## Data to examine
=== Begin Enclosure ===

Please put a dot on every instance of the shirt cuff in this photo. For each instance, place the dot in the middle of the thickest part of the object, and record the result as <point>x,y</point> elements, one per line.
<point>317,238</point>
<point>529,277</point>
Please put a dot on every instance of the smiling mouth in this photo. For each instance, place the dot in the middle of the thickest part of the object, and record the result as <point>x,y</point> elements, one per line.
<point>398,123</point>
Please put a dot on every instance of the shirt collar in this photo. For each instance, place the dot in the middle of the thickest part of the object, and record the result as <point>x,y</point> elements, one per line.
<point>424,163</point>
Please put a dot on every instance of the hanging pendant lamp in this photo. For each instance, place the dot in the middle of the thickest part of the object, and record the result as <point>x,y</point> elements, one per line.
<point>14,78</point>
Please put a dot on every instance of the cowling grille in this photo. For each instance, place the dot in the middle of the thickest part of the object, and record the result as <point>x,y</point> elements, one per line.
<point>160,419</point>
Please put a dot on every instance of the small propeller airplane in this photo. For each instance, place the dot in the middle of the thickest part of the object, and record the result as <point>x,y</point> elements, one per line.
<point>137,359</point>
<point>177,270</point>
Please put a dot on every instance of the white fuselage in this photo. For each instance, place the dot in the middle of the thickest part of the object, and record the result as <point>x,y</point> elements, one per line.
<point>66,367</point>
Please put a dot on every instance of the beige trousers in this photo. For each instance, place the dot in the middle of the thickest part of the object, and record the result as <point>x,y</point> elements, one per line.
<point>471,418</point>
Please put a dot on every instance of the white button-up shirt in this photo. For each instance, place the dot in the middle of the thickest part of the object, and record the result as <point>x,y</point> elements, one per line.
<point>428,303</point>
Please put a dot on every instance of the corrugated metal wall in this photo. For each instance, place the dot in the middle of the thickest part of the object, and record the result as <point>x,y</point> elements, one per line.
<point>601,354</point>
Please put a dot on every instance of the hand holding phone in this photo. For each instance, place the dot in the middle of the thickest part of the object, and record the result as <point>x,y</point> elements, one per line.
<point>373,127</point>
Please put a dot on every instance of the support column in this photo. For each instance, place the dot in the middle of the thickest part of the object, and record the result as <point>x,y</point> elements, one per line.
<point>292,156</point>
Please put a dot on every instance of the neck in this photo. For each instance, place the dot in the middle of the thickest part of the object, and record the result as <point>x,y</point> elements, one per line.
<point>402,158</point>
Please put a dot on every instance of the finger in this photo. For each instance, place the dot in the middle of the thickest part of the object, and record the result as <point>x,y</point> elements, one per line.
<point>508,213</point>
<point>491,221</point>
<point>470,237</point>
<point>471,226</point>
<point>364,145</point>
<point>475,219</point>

=== End Enclosure ===
=== Begin Enclosure ===

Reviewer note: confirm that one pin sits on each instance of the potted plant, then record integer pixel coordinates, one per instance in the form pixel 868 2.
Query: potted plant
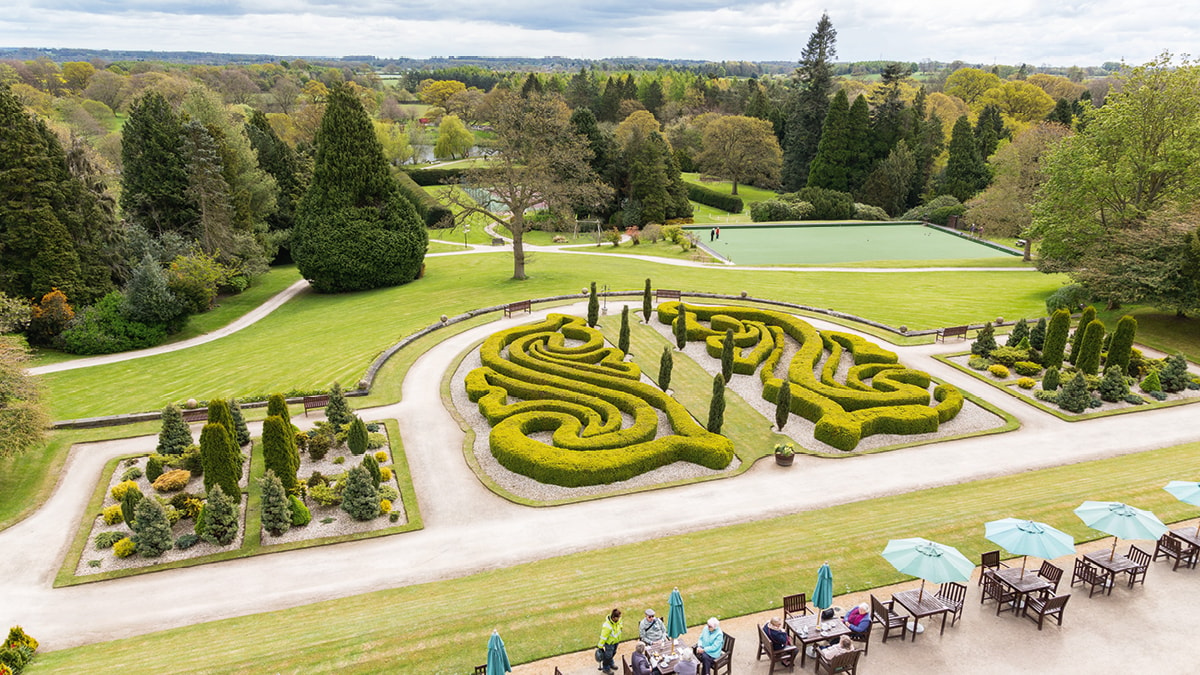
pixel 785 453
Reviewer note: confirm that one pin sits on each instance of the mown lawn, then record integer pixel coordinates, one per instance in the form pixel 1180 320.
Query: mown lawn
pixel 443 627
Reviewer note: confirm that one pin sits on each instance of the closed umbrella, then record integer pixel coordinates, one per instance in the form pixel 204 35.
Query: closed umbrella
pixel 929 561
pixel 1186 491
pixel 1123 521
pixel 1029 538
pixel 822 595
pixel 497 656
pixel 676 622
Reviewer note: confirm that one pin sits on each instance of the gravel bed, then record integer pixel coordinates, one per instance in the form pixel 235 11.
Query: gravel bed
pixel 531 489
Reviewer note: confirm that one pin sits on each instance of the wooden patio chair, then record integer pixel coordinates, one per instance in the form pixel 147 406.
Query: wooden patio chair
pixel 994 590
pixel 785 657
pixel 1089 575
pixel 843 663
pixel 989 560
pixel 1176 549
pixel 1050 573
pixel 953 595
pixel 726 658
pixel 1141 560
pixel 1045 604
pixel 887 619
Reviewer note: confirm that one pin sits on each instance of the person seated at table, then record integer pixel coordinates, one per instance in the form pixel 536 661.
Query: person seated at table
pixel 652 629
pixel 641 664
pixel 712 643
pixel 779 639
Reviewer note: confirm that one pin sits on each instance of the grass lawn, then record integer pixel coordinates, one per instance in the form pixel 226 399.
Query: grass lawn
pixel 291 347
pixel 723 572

=== End Enclosure ===
=== Begin Enclosure ===

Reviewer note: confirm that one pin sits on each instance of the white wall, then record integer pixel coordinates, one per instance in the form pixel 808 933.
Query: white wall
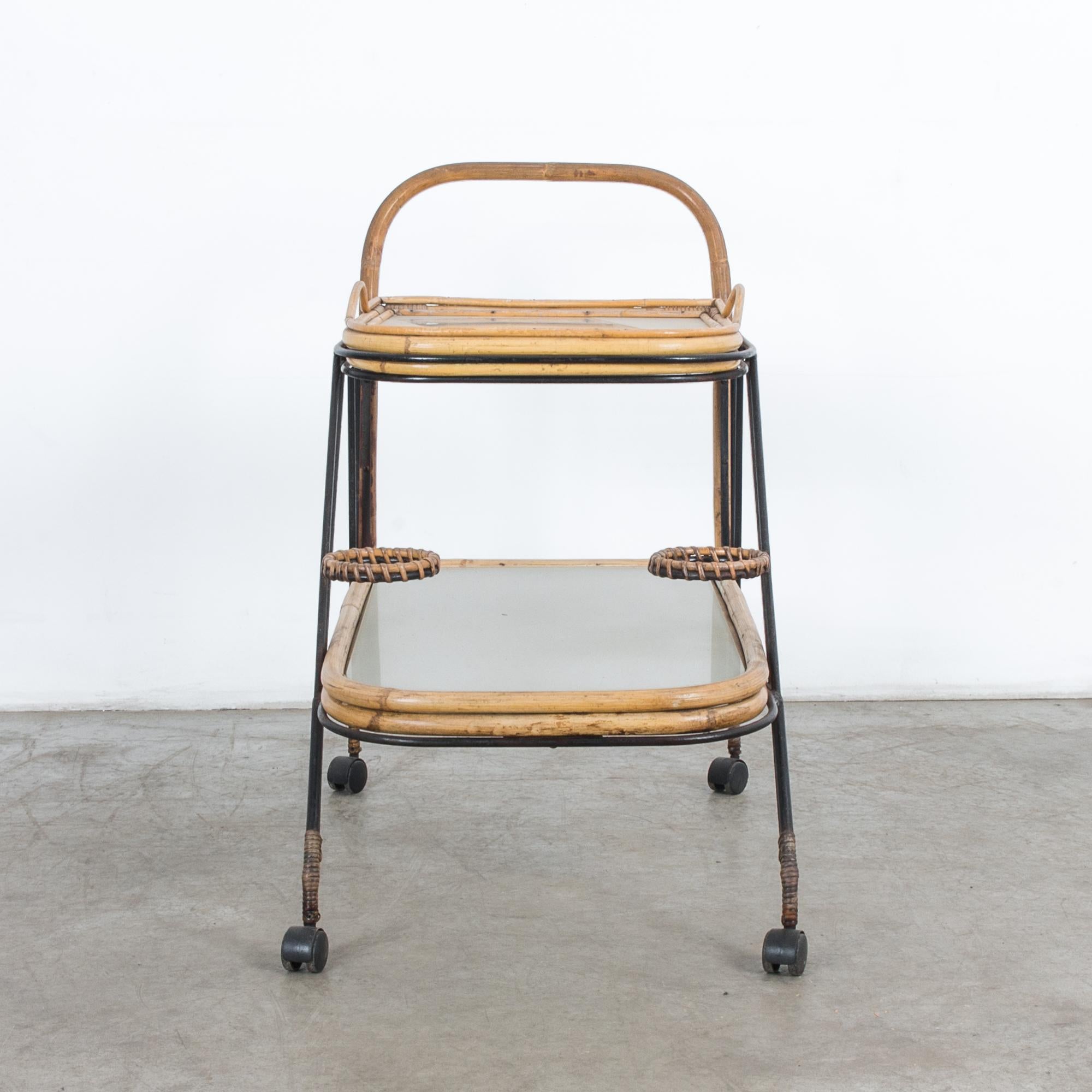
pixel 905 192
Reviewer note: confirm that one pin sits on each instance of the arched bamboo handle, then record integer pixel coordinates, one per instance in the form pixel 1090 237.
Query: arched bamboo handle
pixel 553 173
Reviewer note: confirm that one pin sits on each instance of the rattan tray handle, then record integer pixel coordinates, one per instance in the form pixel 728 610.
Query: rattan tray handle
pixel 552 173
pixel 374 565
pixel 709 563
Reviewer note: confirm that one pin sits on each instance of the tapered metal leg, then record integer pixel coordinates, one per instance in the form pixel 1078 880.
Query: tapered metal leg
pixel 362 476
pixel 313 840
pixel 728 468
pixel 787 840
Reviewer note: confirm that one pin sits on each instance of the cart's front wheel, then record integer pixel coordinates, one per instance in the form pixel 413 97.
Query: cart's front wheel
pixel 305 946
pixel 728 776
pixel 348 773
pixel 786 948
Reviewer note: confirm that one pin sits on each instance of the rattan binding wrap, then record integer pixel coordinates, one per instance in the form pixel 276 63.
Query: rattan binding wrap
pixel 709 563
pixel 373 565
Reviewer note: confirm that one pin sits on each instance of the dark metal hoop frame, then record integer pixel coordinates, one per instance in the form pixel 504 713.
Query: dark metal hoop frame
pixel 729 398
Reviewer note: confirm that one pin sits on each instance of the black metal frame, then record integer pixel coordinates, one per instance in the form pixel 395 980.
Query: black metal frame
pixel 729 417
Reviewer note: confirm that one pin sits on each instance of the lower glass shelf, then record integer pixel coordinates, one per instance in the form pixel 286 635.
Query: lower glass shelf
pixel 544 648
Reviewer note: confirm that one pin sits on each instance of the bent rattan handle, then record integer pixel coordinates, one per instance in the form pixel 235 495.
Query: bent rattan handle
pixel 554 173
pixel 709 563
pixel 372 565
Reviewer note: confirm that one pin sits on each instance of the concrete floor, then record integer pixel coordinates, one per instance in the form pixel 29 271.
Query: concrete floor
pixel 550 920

=== End Enclosure ===

## Task to carry out
Print, without alteration, only the lines above between the one holding "pixel 504 713." and the one holding "pixel 286 635.", inclusive.

## Reply
Reviewer note: confirm that one pin sits on each instance of the dark metal hoop frame, then record integer pixel coordinates, one per instance in the form pixel 504 713.
Query: dark metal hoop frame
pixel 729 398
Reviewer note: confirm that one pin sits on each instance of the black metal frame, then record integer pixel coordinates, one per instance in the form pixel 395 980.
Query: black metal frame
pixel 729 417
Reviewer note: confirm that one pin sits on each instance of the lower glass shelf, then record integer pixel coordinates, one per instance in the form pixel 286 635.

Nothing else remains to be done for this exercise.